▶ [Exercise objective]: Every line of the records below that holds the word "molding" belongs in the answer.

##### Data

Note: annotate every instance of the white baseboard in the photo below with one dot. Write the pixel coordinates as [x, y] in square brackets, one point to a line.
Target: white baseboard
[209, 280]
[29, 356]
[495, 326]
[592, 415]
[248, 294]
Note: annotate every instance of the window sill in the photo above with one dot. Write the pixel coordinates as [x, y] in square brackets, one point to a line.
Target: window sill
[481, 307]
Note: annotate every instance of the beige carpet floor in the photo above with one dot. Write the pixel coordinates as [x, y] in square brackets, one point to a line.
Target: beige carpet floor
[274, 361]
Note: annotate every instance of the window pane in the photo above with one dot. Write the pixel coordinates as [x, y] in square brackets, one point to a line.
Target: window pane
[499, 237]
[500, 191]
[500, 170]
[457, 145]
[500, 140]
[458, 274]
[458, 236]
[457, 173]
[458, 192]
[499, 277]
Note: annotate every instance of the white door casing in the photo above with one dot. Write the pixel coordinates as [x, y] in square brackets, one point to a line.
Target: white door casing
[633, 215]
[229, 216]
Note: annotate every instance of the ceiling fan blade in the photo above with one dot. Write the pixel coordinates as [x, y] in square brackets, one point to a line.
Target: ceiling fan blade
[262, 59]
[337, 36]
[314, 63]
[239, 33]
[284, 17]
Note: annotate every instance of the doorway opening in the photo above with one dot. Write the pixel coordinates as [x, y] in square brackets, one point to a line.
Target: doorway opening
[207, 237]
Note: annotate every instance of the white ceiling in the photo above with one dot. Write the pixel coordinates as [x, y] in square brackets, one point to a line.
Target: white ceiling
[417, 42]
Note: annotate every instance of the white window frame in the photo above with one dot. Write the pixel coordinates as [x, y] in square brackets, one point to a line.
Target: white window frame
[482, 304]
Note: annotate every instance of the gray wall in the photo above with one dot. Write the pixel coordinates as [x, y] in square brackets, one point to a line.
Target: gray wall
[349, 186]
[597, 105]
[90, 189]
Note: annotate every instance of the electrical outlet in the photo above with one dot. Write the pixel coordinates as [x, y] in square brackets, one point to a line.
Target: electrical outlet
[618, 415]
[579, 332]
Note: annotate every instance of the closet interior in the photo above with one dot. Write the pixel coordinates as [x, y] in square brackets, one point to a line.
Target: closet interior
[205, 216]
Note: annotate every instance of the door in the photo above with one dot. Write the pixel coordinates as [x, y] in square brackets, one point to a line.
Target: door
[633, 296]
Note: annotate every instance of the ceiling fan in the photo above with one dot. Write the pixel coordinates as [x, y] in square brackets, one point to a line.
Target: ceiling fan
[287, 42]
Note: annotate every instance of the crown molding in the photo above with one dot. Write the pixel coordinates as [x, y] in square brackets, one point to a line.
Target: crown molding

##########

▶ [Answer to this problem]:
Note: annotate every instance of the crown molding in the photo above with one dot. Write the pixel coordinates as [x, y] in square brackets, one point to a line.
Target: crown molding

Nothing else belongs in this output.